## WRITTEN REQUEST 1
In the passage about going without a phone, how long did it take before the urges began to fade?

In the first day or so, there were moments when I was waiting in line, or for a menu, where I instinctively wanted to grab my phone and scroll Instagram.  There were times when I got back to my room and automatically thought “oh I need to check and see who has texted since I was last with my phone.” There were instances when I wanted to know the answer to something quickly and wanted to immediately turn to Google.  And then sometimes I’d almost reach to carry my phone with me “just in case.”

After a day, though, these urges began to fade.  It was a relief to not have to carry my phone, or to have to check on its charge. The autonomy I had felt on my two-hour trial periods increased exponentially: I didn’t need my phone.  And, more notably, I didn’t want it.

I connected more deeply both with my best friend I was spending time with and the strangers I encountered each day; I listened to them more because I was never phone-distracted or even pre-phone-distracted (when I’m wondering what might be happening on my phone).  I noticed more things around me in the world because I was never ever looking down at a screen. And, when I wasn’t engaged with other people, I found myself meditating, which, over a few days, gave me a deeper sense of peace then I’ve been able to maintain for the past couple of months.  

I never felt bored.  I never felt lonely.

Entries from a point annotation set
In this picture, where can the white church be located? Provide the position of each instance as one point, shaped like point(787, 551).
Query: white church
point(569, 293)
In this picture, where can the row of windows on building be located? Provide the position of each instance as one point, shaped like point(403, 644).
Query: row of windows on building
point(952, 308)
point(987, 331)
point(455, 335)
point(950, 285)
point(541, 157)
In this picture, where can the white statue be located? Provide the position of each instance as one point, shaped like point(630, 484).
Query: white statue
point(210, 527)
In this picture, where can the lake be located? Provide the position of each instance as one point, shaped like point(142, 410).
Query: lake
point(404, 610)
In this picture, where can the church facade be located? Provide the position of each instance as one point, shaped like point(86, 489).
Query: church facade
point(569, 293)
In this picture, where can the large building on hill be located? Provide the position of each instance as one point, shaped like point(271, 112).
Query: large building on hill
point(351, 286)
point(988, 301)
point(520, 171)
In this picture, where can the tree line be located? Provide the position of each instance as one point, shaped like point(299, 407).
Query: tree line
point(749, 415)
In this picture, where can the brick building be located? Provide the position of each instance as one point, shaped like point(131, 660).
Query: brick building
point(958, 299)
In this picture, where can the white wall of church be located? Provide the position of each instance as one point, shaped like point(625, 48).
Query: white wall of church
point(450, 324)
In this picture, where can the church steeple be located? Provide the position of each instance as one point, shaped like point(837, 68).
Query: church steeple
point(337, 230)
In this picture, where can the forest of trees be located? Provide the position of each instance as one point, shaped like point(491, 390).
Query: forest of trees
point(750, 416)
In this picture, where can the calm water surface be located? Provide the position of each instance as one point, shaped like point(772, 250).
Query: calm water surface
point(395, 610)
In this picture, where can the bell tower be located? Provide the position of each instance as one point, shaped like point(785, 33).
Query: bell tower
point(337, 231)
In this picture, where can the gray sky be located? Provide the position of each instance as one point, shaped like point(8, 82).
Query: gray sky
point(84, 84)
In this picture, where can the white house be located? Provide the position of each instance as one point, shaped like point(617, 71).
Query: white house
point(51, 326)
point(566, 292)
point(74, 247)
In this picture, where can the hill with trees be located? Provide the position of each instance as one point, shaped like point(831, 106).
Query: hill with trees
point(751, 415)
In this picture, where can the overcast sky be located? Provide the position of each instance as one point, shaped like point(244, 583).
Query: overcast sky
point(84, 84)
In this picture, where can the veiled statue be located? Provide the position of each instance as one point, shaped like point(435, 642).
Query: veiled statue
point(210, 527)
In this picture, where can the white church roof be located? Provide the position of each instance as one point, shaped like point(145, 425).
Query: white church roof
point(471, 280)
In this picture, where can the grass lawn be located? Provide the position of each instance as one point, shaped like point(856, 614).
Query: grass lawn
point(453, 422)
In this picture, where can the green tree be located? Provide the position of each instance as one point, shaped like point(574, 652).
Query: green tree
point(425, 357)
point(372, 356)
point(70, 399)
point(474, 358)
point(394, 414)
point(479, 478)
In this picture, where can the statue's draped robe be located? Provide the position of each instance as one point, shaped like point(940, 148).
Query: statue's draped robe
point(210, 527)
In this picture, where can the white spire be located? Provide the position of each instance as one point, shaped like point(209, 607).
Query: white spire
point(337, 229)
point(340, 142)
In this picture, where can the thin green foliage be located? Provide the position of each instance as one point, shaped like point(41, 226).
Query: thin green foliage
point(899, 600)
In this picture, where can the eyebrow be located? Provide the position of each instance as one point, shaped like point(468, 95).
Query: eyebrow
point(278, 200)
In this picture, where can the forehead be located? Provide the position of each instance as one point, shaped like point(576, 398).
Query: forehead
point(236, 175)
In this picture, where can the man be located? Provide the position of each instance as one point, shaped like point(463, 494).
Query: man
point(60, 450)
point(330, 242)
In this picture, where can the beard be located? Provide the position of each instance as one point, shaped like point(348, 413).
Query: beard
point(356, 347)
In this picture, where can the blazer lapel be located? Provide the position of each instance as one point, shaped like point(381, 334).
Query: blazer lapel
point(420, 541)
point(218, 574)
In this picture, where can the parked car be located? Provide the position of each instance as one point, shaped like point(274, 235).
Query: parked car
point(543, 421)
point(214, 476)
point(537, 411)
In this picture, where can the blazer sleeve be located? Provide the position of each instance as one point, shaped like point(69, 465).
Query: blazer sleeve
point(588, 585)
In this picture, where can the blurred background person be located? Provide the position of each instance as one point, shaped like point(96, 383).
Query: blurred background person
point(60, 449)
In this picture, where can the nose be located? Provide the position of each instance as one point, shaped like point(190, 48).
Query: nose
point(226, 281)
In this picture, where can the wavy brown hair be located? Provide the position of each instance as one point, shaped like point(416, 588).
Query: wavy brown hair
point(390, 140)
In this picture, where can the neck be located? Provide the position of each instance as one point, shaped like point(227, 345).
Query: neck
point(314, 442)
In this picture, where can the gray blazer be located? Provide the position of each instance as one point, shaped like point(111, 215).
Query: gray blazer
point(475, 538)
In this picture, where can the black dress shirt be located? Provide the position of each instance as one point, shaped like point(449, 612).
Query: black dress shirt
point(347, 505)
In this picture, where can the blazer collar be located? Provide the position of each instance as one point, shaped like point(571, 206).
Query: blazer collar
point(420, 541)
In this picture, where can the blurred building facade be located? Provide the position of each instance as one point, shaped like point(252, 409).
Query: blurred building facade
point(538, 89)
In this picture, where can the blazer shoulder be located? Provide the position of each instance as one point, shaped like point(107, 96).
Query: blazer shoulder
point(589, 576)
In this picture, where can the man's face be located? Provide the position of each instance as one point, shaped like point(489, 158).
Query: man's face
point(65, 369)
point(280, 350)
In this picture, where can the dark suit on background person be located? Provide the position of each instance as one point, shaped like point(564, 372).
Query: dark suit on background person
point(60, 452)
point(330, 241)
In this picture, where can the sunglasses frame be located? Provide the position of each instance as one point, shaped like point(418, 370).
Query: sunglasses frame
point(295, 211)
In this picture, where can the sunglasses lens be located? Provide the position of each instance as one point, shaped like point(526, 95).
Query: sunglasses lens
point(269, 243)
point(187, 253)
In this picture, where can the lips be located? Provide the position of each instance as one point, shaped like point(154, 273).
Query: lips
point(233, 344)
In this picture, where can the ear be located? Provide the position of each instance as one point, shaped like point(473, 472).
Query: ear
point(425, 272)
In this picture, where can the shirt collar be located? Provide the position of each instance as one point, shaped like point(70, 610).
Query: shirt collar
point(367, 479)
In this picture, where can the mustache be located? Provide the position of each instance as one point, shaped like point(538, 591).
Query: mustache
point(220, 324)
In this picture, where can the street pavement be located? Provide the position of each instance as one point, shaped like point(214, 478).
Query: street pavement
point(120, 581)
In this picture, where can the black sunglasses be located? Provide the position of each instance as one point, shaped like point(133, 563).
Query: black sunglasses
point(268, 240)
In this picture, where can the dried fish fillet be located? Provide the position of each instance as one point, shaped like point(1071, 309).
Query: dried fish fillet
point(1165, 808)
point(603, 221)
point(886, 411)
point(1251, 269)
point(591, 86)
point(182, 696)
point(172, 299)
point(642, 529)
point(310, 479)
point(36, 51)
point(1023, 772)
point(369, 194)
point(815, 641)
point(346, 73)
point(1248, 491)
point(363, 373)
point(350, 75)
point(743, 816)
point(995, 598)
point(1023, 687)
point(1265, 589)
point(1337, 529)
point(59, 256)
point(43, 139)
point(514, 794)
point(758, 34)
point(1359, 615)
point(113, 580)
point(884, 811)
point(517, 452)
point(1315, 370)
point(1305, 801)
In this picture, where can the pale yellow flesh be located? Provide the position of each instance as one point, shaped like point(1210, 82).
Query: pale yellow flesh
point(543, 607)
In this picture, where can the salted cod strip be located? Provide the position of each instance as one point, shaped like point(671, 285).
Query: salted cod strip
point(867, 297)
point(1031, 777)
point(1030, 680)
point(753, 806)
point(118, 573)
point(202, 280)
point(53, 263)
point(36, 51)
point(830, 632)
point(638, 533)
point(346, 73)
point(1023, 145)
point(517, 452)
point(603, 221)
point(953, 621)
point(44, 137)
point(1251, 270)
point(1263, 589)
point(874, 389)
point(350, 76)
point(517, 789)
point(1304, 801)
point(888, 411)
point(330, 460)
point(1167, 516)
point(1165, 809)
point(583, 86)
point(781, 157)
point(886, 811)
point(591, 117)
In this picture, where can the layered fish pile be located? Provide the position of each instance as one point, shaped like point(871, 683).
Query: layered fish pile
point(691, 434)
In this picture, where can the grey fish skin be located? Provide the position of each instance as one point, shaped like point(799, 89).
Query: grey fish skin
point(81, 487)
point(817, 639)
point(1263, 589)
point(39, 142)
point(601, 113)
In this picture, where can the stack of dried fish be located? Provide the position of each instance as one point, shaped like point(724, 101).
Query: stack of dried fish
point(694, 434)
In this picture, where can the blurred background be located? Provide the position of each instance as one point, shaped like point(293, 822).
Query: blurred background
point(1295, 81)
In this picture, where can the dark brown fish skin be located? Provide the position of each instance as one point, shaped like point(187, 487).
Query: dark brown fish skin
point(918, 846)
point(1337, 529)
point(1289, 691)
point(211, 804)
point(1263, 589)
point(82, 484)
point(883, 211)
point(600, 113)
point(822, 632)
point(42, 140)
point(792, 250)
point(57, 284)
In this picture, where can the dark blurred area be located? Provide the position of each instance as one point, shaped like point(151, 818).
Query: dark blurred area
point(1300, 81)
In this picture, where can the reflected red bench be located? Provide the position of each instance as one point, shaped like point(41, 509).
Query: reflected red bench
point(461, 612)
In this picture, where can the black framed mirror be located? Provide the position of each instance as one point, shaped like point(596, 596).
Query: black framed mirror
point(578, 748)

## WRITTEN REQUEST 2
In the records, starting at the line that contains "In this picture, where can the blazer lapel" and ending at the line that contains "point(588, 585)", replace "blazer" with "jacket" and return those lines with nothing else altered.

## REPLY 1
After a day.

## REPLY 2
In this picture, where can the jacket lapel be located? Provide the position of each instance as one point, shaped like point(381, 334).
Query: jacket lapel
point(420, 541)
point(218, 574)
In this picture, where can the parked car be located? Provide the position of each instance as one point, shaped like point(274, 235).
Query: parked car
point(543, 421)
point(214, 476)
point(537, 411)
In this picture, where can the jacket sleeve be located? Provide the position of each instance as one point, shaped like point(69, 465).
Query: jacket sleeve
point(588, 585)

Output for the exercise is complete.